» Selection
[Begin]

By Dimitri
B. Papadimitriou Aug 12, 2013 1:00 AM GMT+0300
At their
White House meeting last week, U.S. President Barack Obama assured Greek Prime
Minister Antonis Samaras of his support as Greece prepares for talks with
creditors on additional debt relief amid record-high unemployment.
The U.S. should
also endorse a new blueprint for recovery based on one of the most successful
economic assistance programs of the modern era: the Marshall Plan.
It is clear
by now that the European Union’s policies in Greece have failed. Projections
that government spending cutbacks would stop the economy’s free-fall proved to
be wildly optimistic. The 240 billion euro ($319 billion) bailout from the euro
area and International Monetary Fund has shown little sign of success, and Greece is
experiencing its sixth year of recession.
The
spending cuts and tax increases, along with the dismissal of huge numbers of
public-sector employees, demanded as a condition of the loans and assistance have
only deepened the economic pain.

[End]

» Dataset extract
[Begin]

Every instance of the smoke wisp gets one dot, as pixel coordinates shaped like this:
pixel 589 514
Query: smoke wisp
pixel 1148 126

[End]

» Set tasks
1. From the article on Greece's economy, reproduce word for word the part that opens with the words containing "The U.S. should" and closes with "the economic pain.".
2. According to the article on Greece's economy, which measures were demanded as a condition of the loans and assistance? List each one.

» Answers given
1.
The U.S. should
also endorse a new blueprint for recovery based on one of the most successful
economic assistance programs of the modern era: the Marshall Plan.
It is clear
by now that the European Union’s policies in Greece have failed. Projections
that government spending cutbacks would stop the economy’s free-fall proved to
be wildly optimistic. The 240 billion euro ($319 billion) bailout from the euro
area and International Monetary Fund has shown little sign of success, and Greece is
experiencing its sixth year of recession.
The
spending cuts and tax increases, along with the dismissal of huge numbers of
public-sector employees, demanded as a condition of the loans and assistance have
only deepened the economic pain.

2.
- Spending cuts
- Tax increases
- The dismissal of huge numbers of public-sector employees